Pointing and labeling entries:
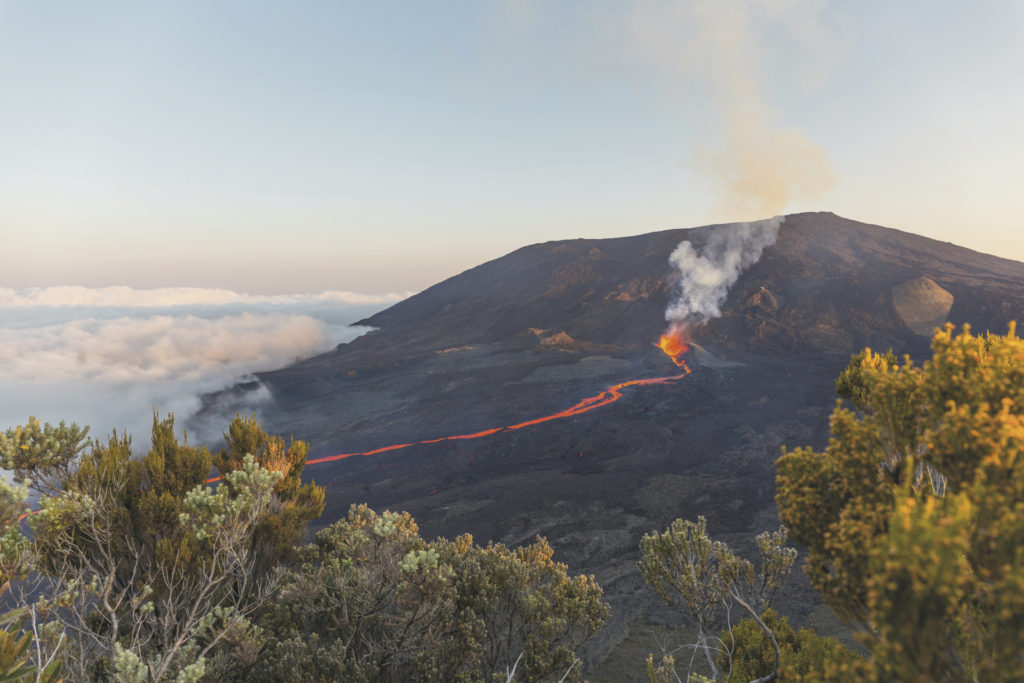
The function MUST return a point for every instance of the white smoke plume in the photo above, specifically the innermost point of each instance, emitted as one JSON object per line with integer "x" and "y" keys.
{"x": 707, "y": 272}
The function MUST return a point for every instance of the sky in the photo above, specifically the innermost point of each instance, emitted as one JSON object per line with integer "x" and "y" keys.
{"x": 289, "y": 147}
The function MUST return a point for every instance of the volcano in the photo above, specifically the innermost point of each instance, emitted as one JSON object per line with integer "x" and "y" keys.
{"x": 424, "y": 407}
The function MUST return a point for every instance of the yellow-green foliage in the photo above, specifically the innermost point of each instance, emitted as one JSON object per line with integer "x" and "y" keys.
{"x": 914, "y": 513}
{"x": 373, "y": 601}
{"x": 278, "y": 534}
{"x": 805, "y": 654}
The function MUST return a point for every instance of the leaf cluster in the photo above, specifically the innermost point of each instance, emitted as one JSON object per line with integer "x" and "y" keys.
{"x": 913, "y": 515}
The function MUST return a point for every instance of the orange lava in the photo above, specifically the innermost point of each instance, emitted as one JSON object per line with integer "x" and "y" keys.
{"x": 672, "y": 343}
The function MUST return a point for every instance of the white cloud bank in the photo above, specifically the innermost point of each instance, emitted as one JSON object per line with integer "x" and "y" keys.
{"x": 108, "y": 356}
{"x": 164, "y": 297}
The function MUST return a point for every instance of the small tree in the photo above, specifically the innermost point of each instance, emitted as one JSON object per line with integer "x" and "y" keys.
{"x": 143, "y": 569}
{"x": 372, "y": 600}
{"x": 705, "y": 580}
{"x": 913, "y": 515}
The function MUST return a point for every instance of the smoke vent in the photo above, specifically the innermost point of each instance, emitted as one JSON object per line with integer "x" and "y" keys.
{"x": 922, "y": 304}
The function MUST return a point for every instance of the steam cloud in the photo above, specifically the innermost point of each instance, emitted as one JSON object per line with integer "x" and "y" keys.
{"x": 707, "y": 272}
{"x": 759, "y": 167}
{"x": 108, "y": 356}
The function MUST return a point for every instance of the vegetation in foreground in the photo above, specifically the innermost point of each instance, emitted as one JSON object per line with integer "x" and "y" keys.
{"x": 138, "y": 570}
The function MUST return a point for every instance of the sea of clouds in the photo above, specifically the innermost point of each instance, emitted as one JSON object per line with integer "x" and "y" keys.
{"x": 109, "y": 356}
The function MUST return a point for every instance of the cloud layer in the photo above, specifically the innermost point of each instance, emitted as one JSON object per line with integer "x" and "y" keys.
{"x": 165, "y": 297}
{"x": 109, "y": 356}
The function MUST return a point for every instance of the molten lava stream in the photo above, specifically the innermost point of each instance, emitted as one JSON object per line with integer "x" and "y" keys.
{"x": 672, "y": 343}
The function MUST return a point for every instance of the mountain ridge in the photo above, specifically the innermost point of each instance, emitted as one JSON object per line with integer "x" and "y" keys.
{"x": 534, "y": 332}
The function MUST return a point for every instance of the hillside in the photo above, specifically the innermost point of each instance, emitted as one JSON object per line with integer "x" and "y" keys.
{"x": 536, "y": 331}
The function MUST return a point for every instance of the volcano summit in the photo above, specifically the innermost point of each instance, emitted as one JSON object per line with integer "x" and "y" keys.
{"x": 537, "y": 333}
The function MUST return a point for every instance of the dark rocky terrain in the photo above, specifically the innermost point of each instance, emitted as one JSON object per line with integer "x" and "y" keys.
{"x": 534, "y": 332}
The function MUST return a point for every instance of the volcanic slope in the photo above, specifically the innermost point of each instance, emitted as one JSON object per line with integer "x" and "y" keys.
{"x": 535, "y": 332}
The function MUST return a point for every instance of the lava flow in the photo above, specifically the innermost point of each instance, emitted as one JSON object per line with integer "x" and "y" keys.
{"x": 672, "y": 343}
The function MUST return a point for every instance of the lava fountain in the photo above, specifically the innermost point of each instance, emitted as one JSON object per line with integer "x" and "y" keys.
{"x": 673, "y": 343}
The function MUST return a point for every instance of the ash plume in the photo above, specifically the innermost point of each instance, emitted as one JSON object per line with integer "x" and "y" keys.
{"x": 707, "y": 271}
{"x": 720, "y": 49}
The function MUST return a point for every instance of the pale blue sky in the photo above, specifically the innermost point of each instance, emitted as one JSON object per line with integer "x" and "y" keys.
{"x": 287, "y": 146}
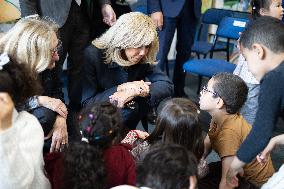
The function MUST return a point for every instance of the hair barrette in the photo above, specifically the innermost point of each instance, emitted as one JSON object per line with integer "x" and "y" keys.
{"x": 4, "y": 59}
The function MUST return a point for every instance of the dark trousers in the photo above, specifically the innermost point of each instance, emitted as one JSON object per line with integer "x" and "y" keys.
{"x": 185, "y": 23}
{"x": 75, "y": 36}
{"x": 213, "y": 178}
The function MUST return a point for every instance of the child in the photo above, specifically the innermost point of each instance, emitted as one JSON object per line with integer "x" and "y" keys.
{"x": 177, "y": 122}
{"x": 262, "y": 44}
{"x": 168, "y": 166}
{"x": 271, "y": 8}
{"x": 21, "y": 135}
{"x": 83, "y": 167}
{"x": 102, "y": 128}
{"x": 222, "y": 98}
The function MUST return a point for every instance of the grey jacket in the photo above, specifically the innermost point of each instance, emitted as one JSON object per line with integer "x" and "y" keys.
{"x": 57, "y": 10}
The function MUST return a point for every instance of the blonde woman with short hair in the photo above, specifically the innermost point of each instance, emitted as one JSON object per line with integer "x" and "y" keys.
{"x": 120, "y": 67}
{"x": 33, "y": 41}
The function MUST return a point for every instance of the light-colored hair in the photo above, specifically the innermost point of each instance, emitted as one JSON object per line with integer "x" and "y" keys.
{"x": 29, "y": 42}
{"x": 132, "y": 30}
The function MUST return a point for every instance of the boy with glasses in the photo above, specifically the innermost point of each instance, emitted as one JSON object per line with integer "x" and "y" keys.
{"x": 223, "y": 98}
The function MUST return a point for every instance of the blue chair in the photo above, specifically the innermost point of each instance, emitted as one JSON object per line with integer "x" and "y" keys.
{"x": 228, "y": 28}
{"x": 202, "y": 46}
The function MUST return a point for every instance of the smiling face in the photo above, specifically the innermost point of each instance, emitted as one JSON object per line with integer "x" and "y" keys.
{"x": 253, "y": 60}
{"x": 135, "y": 55}
{"x": 275, "y": 10}
{"x": 208, "y": 97}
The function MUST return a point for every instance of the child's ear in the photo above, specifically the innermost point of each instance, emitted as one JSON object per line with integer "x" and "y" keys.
{"x": 258, "y": 50}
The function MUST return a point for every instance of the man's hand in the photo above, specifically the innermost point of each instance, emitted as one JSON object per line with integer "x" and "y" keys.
{"x": 108, "y": 13}
{"x": 6, "y": 111}
{"x": 158, "y": 19}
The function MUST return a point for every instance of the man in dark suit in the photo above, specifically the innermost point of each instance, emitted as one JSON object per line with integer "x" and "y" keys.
{"x": 169, "y": 15}
{"x": 74, "y": 33}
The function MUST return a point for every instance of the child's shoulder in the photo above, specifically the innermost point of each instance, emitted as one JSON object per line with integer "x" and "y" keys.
{"x": 236, "y": 125}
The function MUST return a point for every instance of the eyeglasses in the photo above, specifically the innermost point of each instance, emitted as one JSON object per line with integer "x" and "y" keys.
{"x": 205, "y": 89}
{"x": 57, "y": 48}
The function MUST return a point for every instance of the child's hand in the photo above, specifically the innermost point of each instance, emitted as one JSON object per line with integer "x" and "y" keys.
{"x": 142, "y": 134}
{"x": 263, "y": 156}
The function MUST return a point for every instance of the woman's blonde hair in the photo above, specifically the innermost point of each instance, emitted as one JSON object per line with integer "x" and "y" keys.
{"x": 132, "y": 30}
{"x": 29, "y": 42}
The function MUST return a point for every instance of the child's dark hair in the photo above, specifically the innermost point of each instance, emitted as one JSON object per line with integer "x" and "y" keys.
{"x": 83, "y": 167}
{"x": 265, "y": 30}
{"x": 18, "y": 81}
{"x": 178, "y": 122}
{"x": 257, "y": 5}
{"x": 167, "y": 166}
{"x": 101, "y": 124}
{"x": 232, "y": 89}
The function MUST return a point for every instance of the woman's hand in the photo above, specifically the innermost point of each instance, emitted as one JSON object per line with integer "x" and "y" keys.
{"x": 141, "y": 134}
{"x": 53, "y": 104}
{"x": 59, "y": 134}
{"x": 263, "y": 156}
{"x": 136, "y": 88}
{"x": 6, "y": 111}
{"x": 120, "y": 98}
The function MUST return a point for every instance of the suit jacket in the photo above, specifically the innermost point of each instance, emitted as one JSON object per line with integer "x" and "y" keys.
{"x": 58, "y": 10}
{"x": 172, "y": 8}
{"x": 100, "y": 80}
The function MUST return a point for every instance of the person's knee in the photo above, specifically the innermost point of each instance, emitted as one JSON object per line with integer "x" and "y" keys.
{"x": 46, "y": 117}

▸ **PROBLEM DESCRIPTION**: Reproduce, word for word, only the lines from the one that contains "of the suit" through the final line.

▸ **RESULT OF THE EXERCISE**:
The function MUST return a point for every instance of the suit jacket in the photo above, specifically the innermost point of each instance, emitted as one JSON object per line with integer "x" and "y" keys.
{"x": 58, "y": 10}
{"x": 172, "y": 8}
{"x": 100, "y": 80}
The function MUST return a point for every instance of the person's knee in the photo above, specifically the innermost point of each instance, emitted as one JSON object per line with integer "x" and "y" keys.
{"x": 46, "y": 117}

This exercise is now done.